Region labeling records:
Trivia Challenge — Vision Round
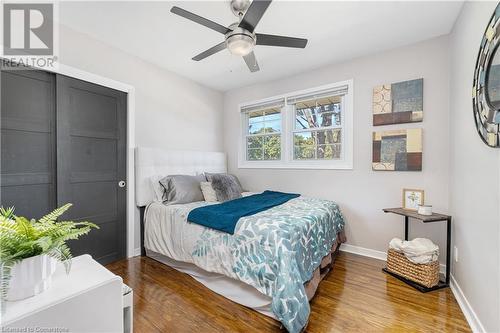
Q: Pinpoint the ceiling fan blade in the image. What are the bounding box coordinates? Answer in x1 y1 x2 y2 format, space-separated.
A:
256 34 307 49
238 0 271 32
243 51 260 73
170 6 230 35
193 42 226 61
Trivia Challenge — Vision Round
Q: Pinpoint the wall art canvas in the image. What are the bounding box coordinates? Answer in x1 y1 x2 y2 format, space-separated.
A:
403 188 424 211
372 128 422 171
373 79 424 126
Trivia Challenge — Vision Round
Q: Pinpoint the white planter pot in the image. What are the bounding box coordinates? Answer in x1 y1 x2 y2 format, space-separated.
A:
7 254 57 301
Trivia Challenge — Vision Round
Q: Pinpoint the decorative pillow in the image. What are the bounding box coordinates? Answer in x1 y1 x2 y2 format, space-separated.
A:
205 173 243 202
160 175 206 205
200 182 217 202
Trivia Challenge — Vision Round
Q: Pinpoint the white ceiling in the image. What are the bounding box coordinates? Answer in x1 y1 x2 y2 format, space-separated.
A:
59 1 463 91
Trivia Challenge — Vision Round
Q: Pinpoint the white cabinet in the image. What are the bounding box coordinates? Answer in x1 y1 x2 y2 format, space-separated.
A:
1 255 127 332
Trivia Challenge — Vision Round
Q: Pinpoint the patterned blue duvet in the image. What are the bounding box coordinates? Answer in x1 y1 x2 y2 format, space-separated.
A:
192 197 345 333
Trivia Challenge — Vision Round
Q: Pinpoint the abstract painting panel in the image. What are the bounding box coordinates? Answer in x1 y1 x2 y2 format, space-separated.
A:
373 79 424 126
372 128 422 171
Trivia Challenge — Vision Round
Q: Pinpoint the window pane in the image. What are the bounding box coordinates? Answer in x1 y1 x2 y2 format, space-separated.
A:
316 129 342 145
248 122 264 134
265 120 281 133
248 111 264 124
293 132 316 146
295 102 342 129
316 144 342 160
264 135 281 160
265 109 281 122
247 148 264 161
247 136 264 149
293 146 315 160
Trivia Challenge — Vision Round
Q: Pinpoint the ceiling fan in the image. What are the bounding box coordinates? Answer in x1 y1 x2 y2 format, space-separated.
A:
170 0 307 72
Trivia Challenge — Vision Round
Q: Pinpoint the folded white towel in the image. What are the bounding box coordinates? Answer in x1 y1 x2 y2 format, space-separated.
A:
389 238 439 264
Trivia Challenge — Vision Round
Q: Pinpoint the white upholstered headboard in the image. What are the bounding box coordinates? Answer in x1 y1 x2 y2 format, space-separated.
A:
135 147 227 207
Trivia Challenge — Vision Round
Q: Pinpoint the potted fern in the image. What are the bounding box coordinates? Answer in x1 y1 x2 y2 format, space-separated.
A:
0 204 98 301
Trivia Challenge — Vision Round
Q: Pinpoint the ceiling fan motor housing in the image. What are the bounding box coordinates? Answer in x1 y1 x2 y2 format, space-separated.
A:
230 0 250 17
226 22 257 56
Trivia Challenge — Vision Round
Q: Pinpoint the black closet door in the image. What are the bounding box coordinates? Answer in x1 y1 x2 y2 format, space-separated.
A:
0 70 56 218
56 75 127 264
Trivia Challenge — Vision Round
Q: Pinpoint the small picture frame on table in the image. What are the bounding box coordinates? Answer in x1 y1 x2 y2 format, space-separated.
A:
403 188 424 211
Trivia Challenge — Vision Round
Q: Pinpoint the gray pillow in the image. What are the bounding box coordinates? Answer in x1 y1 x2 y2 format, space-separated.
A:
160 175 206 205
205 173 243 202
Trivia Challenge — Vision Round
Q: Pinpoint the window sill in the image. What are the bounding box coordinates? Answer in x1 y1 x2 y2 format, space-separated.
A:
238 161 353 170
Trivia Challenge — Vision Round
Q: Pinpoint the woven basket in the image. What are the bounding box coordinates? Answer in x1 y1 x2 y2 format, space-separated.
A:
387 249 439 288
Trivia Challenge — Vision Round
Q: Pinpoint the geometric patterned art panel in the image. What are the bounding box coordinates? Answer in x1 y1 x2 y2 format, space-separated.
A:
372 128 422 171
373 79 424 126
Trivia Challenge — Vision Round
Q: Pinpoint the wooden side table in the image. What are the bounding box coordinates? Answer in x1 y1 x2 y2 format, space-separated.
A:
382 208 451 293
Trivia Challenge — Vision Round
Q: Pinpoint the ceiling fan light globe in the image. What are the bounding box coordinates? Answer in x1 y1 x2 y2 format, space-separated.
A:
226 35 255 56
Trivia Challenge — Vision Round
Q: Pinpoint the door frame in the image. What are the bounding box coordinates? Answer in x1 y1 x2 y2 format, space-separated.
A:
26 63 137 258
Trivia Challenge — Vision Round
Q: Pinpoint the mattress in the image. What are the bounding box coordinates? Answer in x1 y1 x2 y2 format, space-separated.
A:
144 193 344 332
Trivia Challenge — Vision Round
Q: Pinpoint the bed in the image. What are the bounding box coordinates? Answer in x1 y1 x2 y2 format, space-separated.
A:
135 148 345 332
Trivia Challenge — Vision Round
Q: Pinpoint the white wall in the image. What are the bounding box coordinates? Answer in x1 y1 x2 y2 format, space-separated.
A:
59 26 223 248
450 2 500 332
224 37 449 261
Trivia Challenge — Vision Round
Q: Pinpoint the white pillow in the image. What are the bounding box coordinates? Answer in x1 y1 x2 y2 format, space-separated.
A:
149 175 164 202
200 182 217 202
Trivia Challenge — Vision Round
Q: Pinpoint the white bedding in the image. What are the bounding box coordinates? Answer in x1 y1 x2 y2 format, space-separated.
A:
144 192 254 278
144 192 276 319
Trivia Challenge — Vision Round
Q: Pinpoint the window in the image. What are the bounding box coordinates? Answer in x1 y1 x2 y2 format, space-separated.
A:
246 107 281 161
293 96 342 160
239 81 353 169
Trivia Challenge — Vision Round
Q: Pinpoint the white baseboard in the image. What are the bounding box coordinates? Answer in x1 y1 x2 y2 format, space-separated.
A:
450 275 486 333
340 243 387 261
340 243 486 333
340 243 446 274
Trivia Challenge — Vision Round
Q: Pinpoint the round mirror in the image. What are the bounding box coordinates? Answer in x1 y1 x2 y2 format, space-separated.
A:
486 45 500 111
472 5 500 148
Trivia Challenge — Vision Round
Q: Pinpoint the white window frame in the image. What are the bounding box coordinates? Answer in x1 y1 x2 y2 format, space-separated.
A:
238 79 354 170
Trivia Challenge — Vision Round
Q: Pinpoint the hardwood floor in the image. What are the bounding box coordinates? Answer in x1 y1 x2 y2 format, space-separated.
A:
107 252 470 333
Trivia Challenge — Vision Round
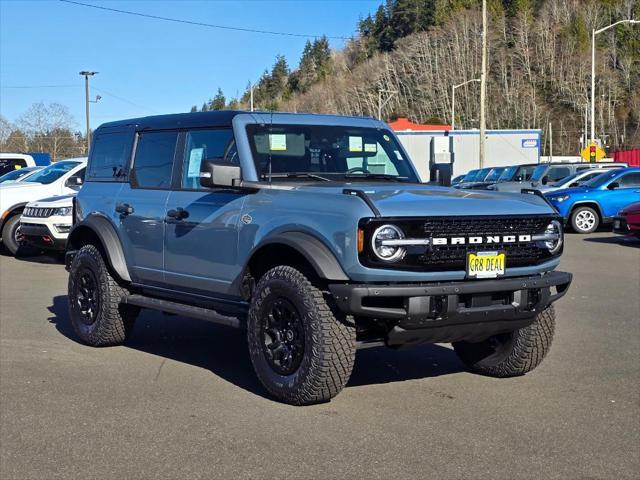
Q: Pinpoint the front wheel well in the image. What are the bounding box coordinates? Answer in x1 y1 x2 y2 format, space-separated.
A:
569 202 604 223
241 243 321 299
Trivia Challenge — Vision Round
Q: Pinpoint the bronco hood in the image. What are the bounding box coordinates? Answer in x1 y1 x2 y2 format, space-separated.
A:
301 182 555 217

◆ Problem requirements ◆
Find every line in the listing above that contains the word "frame" and copy each of those lines out. Case counts.

◆ Correct response ◆
Q: Pinpoint the small picture frame on table in the image. What are the bounding box coordinates? Answer in x1 y1 x2 y2 format, space-separated.
Q: Pinpoint the door frame in the image. What are the bounding box coordinates? Answer in x1 y1 x2 y2 format, space-separated.
Q: Pinpoint the white window frame in the image. What are the bounding box coordinates? Answer in x1 y1 x2 y2 format, space-separated.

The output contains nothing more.